GIVEN PASSAGE –

☆ ☆ ☆ ☆ ☆

As we might imagine, for a subject as vast and complicated as brain research and learning theory there are a variety of views. Some scientists feel that there are fundamental differences between learning and education. They insist that brain-based research on learning isn't the same as research done on education theory. They also note that many of the initial neurological inquiries into learning have been done on animals and that it's an iffy proposition to extrapolate from animals to humans.

But during the past 10 years, known as the Decade of the Brain, a number of scientists have been using new technologies such as Magnetic Resonance Imaging (MRI), Functional MRI (fMRI), and Positron Emission Topography (PET) scans. Those tests help scientists explore how human brains process memory, emotion, attention, patterning, and context--among other areas in this vast area of inquiry.

Renate Numella Caine and Geoffrey Caine, in their book Unleashing the Power of Perceptual Change: The Potential of Brain-Based Teaching, confirm the idea that our brains are whole and interconnected. "Even though there are a multitude of specific modules with specific functions, thought, emotion, physical health, the nature of our interactions with others, even the time and environment in which we learn, are not separated in the brain. They are not dealt with one thing at a time."

Says Edelman: "The nervous system behavior is to some extent self-generated in loops: Brain activity leads to movement, which leads to further sensation and perception and still further movement. The layers and loops between them are the most intricate of any object we know, and they are dynamic. They continually change. Parts of the brain (indeed, the major portion of its tissues) receive input only from other parts of the brain, and they give outputs to other parts without intervention from the outside world. The brain might be said to be in touch more with itself than with anything else."

There are several areas/topics that brain-based learning theories are examining. As we will see, they are interconnected in much the same way as our own complex neuronal groups.

Attention

It appears that the thalamus, in the center of the brain, plays an especially important role in attention. According to Sylwester, the thalamus is the "relay center between our sense organs and the cortex. ... This process holds the important information within our attentional and short-term memory systems by ignoring the less important information, and thus seems to create the visual awareness we experience."

Eric Jensen, author of Teaching With the Brain in Mind, points out that our bodies have high-low cycles of about 90 to 110 minutes. When students are at the top of those cycles, they're more attentive. At the bottom of the cycle, people's energy drops along with their level of attention. Jensen suggests that if educators and trainers "learn to ride with the cycles," they'll have fewer problems.

Renate Caine talks about the different types of motivators and what happens in our brains depending on the source of motivation. "When we encounter high stress in learning, there is a psychophysiological response to the threat, accompanied by a feeling of helplessness or fatigue. This type of response keeps people from using their higher order, more complex thinking, and creativity."

During high-stress situations, physiologically the information takes the primary pathway through the thalamus and amygdala and then moves into the cerebellum. Memorization of isolated facts can be accomplished under high-stress conditions, but higher order and creative thinking may be lost. We tend to respond with either a primitive mode of behaving or to rely solely on early programmed behavior.

☆ ☆ ☆ ☆ ☆

DATA SUPPLIED –
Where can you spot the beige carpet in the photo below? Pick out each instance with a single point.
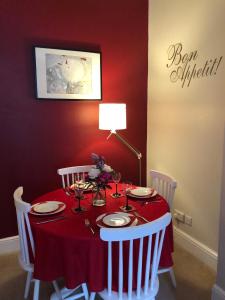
(194, 280)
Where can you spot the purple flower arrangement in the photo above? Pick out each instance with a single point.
(101, 174)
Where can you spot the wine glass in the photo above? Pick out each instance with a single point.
(78, 192)
(127, 188)
(116, 177)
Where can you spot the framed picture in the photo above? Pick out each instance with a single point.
(66, 74)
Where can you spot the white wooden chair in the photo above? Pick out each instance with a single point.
(26, 237)
(151, 283)
(72, 174)
(165, 185)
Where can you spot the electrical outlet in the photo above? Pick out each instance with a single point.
(188, 220)
(179, 215)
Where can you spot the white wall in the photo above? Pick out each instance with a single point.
(186, 125)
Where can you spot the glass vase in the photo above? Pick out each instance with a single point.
(99, 197)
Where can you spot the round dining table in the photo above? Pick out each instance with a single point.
(67, 248)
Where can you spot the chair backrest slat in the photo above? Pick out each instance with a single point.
(24, 228)
(148, 264)
(139, 274)
(109, 268)
(71, 174)
(130, 270)
(119, 235)
(164, 184)
(120, 269)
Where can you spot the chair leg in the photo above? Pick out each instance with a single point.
(85, 290)
(172, 276)
(27, 286)
(92, 296)
(58, 293)
(36, 289)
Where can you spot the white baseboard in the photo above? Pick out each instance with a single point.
(199, 250)
(218, 293)
(10, 244)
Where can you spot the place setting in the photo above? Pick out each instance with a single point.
(116, 220)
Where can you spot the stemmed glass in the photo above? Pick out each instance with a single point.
(127, 188)
(116, 177)
(78, 191)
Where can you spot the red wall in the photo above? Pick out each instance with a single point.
(39, 136)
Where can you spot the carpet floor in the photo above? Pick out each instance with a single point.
(194, 279)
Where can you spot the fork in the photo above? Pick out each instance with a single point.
(88, 224)
(141, 217)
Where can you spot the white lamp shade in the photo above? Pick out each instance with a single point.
(112, 116)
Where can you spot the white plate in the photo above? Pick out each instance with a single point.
(153, 194)
(47, 208)
(116, 220)
(140, 192)
(134, 223)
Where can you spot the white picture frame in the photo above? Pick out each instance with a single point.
(67, 74)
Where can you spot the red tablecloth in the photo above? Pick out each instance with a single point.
(68, 249)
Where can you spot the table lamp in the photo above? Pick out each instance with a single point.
(112, 116)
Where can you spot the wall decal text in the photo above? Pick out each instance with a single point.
(183, 66)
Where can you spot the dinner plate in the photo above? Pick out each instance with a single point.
(141, 191)
(147, 196)
(116, 220)
(47, 208)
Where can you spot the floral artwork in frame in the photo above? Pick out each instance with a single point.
(67, 74)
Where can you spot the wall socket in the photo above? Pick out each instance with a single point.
(188, 220)
(179, 216)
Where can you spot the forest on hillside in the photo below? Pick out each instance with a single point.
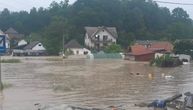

☆ ☆ ☆ ☆ ☆

WHAT YOU NEED TO DO –
**a)** Name every specific brain structure that the brain-based learning passage mentions by name.
**b)** Continue the brain-based learning passage from its final sentence.

SOLVED TASKS –
**a)** thalamus, cortex, amygdala, cerebellum

**b)**
In situations that may involve stress but in which we have a sense of control or choice, the physiology shifts. The primary path is no longer directly through the amygdala but through other paths of the cortex, the parts that are involved in higher-order functioning. Thus, we avoid a "knee jerk response."

Learning situations that are low stress favor reflection and analytic thinking. Says Renate Caine, "The thalamus, hippocampus, and cortex (where stored memories are housed and higher-level thinking takes place) are involved. With this system, you can translate factual elements and make connections. Furthermore, you can make inferences based on other things you know. That higher-order thinking includes synthesizing information and integrating it to come up with new ideas."

Context and patterns

"Without context, emotions, or patterns, information is considered meaningless. There's a tendency to try to form some kind of meaningful pattern out of our learning--this process seems innate," says Jensen.

He adds, "While the brain is a consummate pattern maker, intellectual maturity often enriches the process. PET scans indicate that a novice chess player burns more glucose (has to work harder) and uses the step-by-step sequential left side of the brain. A master chess player uses less glucose and engages larger patterns from the right side of the brain."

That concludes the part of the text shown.